Our education correspondent, GENE BRODIE, on the slow progress at Croydon’s new selective school
South Croydon residents were shocked last week when street notices appeared, followed by letters through their doors, announcing an unexpected new planning application not only to retain the present Portakabin school off Coombe Road, but to double its size to house another 180 pupils arriving in September.
Coombe Wood School is run by the Folio Trust, an academy chain based at Wallington County Grammar School for Boys. It opened to its first Year 7 intake in temporary accommodation six months ago on what was previously Green Belt playing fields, opposite Lloyd Park. Coombe Wood operates on a part-selective basis, with 10 per cent of its intake chosen based on their sporting aptitude.
Folio Trust is the happy recipient of a £30million building programme at Coombe Wood. But delays in building the first stage of the permanent school mean it will not be ready in September as planned.
Originally, the temporary classrooms being used this school year would have been removed during this summer’s holiday, following completion of the first stage of the permanent buildings.
Planning and approval delays have seriously affected that schedule, including the London Mayor’s office finally granting clearance last month after Croydon’s submission of various undertakings relating to the development. Fingers are now firmly crossed for fair weather with no further hitches to interrupt the build.

_Complete the following:_
• a. Reproduce the Coombe Wood School article from "Coombe Wood School" to "September as planned.", inclusive.
• b. In the Coombe Wood School article, which academy chain runs Coombe Wood School?
• c. Name every school, trust, and office that the Coombe Wood School article mentions.

_Information:_
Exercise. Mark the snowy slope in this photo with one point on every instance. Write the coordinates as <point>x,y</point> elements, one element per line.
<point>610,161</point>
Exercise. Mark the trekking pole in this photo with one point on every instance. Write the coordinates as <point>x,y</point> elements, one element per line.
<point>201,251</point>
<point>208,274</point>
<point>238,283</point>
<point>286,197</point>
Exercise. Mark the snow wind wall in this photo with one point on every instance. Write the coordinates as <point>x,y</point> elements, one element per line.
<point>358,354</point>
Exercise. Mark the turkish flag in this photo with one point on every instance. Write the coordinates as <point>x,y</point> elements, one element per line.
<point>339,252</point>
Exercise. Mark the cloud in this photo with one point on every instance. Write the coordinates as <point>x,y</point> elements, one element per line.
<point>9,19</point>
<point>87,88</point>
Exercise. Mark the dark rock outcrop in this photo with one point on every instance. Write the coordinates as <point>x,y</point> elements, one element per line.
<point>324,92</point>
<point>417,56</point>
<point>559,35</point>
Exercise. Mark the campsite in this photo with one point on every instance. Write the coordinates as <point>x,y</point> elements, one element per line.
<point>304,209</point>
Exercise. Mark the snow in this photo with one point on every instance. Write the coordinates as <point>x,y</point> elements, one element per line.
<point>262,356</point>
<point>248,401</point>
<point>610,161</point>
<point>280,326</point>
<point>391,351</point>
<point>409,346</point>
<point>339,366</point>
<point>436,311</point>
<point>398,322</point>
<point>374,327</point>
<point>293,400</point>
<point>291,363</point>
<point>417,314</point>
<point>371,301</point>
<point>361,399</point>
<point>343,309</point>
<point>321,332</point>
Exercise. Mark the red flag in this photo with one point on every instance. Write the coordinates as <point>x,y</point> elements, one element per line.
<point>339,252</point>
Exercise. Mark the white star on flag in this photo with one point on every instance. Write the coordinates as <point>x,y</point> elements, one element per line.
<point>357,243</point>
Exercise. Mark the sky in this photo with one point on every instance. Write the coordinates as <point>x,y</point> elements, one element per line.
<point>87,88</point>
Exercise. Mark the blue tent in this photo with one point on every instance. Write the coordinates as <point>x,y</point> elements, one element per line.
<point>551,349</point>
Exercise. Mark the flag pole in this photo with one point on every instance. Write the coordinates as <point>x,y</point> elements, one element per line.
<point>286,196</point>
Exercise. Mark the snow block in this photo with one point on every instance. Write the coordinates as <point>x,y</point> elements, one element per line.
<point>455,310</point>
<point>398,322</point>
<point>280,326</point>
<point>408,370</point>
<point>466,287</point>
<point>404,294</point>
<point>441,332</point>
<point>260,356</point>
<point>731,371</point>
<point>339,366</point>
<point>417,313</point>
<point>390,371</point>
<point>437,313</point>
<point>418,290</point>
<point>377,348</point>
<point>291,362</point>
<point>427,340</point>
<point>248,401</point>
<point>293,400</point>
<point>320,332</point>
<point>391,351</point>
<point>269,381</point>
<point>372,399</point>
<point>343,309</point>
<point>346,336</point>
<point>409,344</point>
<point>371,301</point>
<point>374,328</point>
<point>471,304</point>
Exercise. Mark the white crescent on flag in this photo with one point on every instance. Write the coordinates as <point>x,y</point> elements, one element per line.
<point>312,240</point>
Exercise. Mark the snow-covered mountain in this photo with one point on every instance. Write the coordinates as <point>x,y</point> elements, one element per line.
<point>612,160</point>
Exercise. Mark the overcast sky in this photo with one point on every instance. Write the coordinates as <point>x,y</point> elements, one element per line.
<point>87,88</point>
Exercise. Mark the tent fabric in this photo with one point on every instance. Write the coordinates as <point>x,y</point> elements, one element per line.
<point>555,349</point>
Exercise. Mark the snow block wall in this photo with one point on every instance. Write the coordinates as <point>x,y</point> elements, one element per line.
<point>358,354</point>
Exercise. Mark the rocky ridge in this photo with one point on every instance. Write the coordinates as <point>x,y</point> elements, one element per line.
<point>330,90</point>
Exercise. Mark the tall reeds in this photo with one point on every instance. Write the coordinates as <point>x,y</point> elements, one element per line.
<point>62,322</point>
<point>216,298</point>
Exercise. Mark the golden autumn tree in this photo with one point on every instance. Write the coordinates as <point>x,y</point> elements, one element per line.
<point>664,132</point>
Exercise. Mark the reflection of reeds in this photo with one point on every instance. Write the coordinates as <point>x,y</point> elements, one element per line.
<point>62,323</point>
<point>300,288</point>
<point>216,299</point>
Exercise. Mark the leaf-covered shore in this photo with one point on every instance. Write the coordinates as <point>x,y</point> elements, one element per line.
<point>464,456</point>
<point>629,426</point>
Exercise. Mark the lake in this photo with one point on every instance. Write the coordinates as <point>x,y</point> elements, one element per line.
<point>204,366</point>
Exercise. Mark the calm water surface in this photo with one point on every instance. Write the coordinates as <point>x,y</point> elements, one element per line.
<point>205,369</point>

_Answers to the exercises:_
• a.
Coombe Wood School is run by the Folio Trust, an academy chain based at Wallington County Grammar School for Boys. It opened to its first Year 7 intake in temporary accommodation six months ago on what was previously Green Belt playing fields, opposite Lloyd Park. Coombe Wood operates on a part-selective basis, with 10 per cent of its intake chosen based on their sporting aptitude.
Folio Trust is the happy recipient of a £30million building programme at Coombe Wood. But delays in building the first stage of the permanent school mean it will not be ready in September as planned.

• b. The Folio Trust runs it.

• c.
- Coombe Wood School
- Folio Trust
- Wallington County Grammar School for Boys
- London Mayor's office